▶ WHAT TO DO
Set down, word for word, only the lines from the start of the records through the line bearing "Segment out banner"; include no pictures.

▶ INFORMATION PROVIDED
--------------------------------------------------
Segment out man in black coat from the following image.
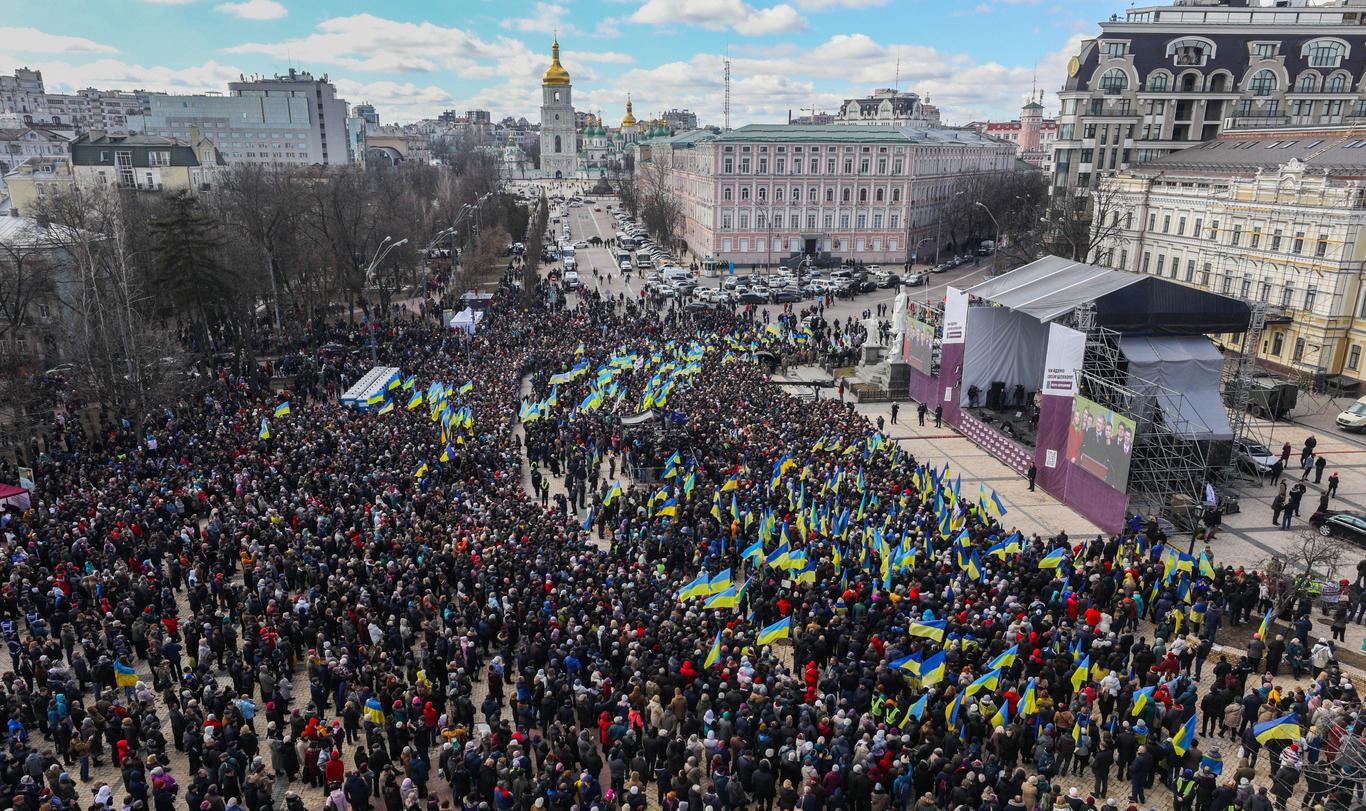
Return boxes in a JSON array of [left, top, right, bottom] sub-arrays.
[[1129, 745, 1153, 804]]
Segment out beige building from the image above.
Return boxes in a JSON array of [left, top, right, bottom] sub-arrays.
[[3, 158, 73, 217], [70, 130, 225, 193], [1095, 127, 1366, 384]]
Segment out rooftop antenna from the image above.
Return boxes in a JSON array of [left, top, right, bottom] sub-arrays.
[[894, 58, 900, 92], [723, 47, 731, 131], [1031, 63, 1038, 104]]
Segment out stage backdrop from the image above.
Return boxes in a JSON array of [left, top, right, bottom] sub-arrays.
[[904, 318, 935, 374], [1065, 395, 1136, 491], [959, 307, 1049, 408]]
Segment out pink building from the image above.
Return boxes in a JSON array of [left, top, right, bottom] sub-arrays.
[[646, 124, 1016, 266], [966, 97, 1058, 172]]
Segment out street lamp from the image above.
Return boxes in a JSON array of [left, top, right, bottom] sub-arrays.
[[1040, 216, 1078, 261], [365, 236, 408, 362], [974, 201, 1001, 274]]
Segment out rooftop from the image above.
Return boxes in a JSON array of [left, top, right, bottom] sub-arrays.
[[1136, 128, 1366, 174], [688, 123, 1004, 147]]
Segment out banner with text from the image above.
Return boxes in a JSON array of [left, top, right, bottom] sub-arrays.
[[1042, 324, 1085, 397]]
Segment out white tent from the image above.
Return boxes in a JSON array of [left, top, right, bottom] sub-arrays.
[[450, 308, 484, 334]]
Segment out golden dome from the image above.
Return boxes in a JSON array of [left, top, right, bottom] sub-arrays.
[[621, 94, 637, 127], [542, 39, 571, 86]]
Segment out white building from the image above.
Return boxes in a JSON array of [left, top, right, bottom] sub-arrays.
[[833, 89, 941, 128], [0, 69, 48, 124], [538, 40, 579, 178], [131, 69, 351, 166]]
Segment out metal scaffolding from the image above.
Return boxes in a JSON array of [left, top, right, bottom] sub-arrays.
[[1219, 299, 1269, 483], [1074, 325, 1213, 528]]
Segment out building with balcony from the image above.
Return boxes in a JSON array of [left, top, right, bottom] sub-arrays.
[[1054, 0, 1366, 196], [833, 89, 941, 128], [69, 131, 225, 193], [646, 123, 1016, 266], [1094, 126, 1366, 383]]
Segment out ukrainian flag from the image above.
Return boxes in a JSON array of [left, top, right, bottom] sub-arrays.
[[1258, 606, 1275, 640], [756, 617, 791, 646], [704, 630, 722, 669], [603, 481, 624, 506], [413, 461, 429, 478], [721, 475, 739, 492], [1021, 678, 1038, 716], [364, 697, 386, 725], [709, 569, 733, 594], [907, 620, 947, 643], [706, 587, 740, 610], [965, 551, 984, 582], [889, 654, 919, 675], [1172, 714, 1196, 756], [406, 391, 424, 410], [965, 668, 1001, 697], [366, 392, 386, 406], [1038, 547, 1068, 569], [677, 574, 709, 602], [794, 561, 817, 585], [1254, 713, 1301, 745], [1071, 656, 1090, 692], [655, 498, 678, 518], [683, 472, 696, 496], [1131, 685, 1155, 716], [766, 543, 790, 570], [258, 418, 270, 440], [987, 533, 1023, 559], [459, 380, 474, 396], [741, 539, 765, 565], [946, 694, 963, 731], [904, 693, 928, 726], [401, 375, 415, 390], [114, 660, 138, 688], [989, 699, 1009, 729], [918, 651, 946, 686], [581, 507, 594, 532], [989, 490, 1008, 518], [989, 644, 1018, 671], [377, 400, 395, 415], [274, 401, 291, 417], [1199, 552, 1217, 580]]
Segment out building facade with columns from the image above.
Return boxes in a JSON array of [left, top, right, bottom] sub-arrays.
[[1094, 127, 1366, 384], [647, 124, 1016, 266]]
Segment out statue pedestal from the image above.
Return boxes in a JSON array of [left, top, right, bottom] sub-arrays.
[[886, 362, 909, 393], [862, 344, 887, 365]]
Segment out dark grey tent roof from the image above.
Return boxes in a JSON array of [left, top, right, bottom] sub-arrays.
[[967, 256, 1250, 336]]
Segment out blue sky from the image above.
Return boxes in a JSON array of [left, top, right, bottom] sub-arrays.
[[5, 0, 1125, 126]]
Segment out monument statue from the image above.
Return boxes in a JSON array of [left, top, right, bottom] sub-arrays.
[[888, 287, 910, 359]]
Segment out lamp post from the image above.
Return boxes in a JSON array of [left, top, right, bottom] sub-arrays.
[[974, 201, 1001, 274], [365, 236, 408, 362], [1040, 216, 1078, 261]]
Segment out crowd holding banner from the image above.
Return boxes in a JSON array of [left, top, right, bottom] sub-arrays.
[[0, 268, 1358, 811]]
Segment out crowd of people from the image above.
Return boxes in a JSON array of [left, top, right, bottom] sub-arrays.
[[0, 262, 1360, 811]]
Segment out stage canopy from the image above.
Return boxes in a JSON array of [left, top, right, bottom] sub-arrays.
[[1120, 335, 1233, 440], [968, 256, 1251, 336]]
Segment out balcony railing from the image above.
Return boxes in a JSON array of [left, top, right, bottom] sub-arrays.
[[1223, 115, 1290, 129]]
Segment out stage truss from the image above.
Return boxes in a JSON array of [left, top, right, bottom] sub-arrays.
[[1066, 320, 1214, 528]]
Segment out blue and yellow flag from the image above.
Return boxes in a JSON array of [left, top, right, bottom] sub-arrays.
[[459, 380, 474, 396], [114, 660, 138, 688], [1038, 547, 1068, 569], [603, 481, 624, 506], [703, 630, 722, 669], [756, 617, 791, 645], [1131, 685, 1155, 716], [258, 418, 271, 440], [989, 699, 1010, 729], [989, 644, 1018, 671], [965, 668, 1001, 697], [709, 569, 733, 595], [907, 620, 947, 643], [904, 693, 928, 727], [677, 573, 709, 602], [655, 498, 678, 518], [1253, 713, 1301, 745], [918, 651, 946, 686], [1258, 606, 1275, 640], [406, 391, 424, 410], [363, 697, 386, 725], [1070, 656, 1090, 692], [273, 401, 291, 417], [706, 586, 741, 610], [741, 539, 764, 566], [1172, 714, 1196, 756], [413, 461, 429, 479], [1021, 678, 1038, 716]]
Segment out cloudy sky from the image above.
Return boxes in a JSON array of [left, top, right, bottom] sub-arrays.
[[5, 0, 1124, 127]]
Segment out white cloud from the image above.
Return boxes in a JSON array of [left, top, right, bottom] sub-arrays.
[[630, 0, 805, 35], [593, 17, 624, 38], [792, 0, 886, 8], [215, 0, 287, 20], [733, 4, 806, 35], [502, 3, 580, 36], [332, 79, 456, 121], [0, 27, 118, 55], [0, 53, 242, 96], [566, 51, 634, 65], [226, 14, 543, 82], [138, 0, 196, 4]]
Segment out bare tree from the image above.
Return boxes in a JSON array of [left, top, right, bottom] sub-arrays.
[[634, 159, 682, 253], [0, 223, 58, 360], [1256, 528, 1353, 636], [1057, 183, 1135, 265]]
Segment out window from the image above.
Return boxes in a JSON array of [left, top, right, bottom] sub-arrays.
--------------------------------------------------
▶ TASK SOLUTION
Segment out man in black coat from the following image.
Return boxes in a JSON array of [left, top, right, bottom] sub-arrays.
[[1129, 745, 1153, 804]]
Segment out beige building from the image above.
Return boxes in a JSON array of [left, top, right, bottom] sub-arrays.
[[3, 158, 73, 217], [70, 130, 225, 193], [1095, 127, 1366, 384]]
Segment out rooftop antenna from the image above.
Return boxes in a JSON array of [left, top, right, bottom] sub-arrays.
[[894, 58, 900, 92], [723, 47, 731, 131], [1031, 63, 1038, 104]]
Segment out stage backdrop from the image above.
Return boxes in a JSON array of [left, top, right, bottom] sub-arrays.
[[904, 318, 935, 374], [1065, 395, 1136, 491], [959, 307, 1049, 408]]
Segment out pink building from the image above.
Return boxes in a JSON array of [left, top, right, bottom] sub-arrays.
[[646, 124, 1016, 266], [966, 97, 1058, 172]]
Segment out street lamp from the image above.
Return boxes in a JSON array of [left, top, right, bottom] sub-arrays.
[[1040, 216, 1078, 261], [365, 236, 408, 362], [974, 201, 1001, 274]]
Segment out rooftop from the image above.
Return boxes in a JSON array of [left, top, right, bottom] sub-arrays.
[[1136, 128, 1366, 174], [688, 123, 1004, 147]]
Segment out banner with text from the image above.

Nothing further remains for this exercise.